# Extract to read

____________

Abstract

In a ten year prospective records survey we received reports of sickle cell anemia (SCA) from ethnic groups which initially had no sickle cell trait (SCT) in Kenya. A follow up study was done in 2000 using alkaline Hb-electrophoresis to reassess the current status of SCT in comparison with a study reported in the 1950’s. We found that of the initially unaffected groups, SCT was 8% in the sabaot, 6% in the Taita, 3% in the inland (Mt. Kenya) Kikuyu, 1% in the Turkana, but still absent in the Somali. There was also a shift in %-ages from the 1950 survey in tribes with SCT: 33% in the Suba in stead of 28%, and 22% in the Kambe instead of 35%. We also noted a remarkable difference between cosmopolitan and rural populations in two SCT endemic areas: 15% in Kisumu city against 28% rural neighborhood and 15% in Bungoma town against 21% in its rural population. It appears that sickle cell (HbS) gene distribution and spread is changing in Kenya and that this trend most likely applies to the rest of Africa as well. The findings might be useful in genetic counseling as well as for diagnosis of SCA on clinical grounds in ethnic groups among whom SCA was hitherto considered to be absent.

Disclosures: This study was funded from the non-communicable disease disease grant from the WHO regional office through the Ministry of Health, Kenya.

____________

# Dataset records

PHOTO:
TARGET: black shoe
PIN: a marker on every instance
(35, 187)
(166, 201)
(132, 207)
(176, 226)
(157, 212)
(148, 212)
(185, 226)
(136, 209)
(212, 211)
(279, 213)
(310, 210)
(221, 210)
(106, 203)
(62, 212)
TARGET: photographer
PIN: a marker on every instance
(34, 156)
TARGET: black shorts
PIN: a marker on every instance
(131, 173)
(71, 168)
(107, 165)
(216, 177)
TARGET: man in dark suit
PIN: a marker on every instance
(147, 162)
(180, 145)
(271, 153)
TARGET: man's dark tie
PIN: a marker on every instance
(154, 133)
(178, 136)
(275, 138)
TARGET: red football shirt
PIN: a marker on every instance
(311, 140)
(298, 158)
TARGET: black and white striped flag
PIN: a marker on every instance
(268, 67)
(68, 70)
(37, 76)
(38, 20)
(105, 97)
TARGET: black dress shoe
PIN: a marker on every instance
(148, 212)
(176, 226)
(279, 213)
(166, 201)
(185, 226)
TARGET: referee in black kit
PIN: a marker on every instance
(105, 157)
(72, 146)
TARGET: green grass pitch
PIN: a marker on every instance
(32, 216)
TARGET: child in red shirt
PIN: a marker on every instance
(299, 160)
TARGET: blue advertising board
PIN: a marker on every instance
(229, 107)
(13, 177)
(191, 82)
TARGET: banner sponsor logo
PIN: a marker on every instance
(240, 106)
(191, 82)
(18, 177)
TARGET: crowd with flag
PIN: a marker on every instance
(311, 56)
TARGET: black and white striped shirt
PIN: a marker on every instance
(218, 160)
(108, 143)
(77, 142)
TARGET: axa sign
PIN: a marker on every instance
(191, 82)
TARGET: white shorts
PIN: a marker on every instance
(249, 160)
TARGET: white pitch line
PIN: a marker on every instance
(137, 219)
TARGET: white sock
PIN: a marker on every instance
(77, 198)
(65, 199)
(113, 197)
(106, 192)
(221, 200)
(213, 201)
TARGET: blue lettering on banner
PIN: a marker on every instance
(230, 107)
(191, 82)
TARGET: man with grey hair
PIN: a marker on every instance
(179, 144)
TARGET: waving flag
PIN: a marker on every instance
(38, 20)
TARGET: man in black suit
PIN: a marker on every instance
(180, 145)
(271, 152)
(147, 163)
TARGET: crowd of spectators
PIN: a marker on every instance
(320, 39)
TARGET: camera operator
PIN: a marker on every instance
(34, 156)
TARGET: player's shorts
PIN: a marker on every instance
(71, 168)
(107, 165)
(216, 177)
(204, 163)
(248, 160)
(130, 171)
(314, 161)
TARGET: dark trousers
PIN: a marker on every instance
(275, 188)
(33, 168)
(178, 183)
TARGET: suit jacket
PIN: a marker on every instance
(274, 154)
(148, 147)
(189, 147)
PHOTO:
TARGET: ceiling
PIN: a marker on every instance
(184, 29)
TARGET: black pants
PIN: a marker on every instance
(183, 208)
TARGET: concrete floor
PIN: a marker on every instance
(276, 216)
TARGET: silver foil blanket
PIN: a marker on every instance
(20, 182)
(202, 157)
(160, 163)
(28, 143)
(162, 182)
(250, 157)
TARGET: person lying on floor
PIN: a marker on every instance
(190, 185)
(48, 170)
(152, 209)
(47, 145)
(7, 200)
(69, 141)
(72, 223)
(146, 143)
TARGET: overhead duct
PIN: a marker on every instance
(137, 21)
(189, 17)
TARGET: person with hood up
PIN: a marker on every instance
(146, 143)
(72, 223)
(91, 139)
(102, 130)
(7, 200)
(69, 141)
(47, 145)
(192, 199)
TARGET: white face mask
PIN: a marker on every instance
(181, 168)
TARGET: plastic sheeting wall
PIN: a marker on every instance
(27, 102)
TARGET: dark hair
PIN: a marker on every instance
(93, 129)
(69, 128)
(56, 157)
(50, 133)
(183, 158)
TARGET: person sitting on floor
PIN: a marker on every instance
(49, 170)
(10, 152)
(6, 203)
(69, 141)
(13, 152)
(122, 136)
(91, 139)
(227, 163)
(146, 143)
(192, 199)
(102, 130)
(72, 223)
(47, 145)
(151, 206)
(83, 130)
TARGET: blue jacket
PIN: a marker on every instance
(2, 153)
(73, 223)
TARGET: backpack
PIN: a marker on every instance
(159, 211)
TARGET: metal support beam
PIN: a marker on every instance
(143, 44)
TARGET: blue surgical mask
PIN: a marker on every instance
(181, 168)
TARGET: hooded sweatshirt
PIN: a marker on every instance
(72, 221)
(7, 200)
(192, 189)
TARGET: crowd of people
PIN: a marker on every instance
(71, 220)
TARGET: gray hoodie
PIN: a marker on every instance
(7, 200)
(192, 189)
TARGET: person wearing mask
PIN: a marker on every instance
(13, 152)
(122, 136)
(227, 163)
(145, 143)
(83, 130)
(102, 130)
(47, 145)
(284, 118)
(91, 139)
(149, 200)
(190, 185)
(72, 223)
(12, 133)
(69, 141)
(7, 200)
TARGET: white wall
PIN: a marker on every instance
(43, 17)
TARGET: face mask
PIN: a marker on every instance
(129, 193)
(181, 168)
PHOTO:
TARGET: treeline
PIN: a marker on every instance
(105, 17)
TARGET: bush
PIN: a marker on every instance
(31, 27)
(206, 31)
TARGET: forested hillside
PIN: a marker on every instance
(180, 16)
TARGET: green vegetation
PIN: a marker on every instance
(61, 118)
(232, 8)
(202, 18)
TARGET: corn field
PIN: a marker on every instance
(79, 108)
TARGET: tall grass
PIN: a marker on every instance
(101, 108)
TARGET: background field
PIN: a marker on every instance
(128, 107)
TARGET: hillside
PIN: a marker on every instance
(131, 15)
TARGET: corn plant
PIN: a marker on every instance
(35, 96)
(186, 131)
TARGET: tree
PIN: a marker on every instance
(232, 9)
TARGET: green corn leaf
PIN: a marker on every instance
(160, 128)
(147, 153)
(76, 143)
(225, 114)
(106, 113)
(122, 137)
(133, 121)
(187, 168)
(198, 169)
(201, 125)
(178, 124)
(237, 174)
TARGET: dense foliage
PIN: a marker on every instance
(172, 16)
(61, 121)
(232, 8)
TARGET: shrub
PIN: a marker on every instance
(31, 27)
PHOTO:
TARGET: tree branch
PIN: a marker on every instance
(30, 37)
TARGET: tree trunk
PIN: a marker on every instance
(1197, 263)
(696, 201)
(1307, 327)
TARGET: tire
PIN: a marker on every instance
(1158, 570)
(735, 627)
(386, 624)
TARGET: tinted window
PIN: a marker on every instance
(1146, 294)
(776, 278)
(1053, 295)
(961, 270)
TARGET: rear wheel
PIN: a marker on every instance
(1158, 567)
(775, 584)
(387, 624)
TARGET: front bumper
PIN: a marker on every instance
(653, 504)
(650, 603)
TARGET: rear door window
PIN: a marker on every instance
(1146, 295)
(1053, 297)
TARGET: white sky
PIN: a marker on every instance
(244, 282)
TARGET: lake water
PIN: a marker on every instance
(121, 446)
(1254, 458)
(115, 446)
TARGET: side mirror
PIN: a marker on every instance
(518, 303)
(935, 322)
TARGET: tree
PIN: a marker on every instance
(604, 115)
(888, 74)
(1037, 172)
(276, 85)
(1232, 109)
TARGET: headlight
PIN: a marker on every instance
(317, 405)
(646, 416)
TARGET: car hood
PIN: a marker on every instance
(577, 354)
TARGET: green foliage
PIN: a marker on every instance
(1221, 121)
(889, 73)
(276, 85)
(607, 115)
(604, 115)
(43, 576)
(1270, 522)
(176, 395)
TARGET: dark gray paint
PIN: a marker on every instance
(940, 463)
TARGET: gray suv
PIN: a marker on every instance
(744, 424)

____________

# Activity
Reproduce the passage of the sickle cell trait abstract above, starting at "Disclosures: This study" and ending at "of Health, Kenya.".

# Solution below
Disclosures: This study was funded from the non-communicable disease disease grant from the WHO regional office through the Ministry of Health, Kenya.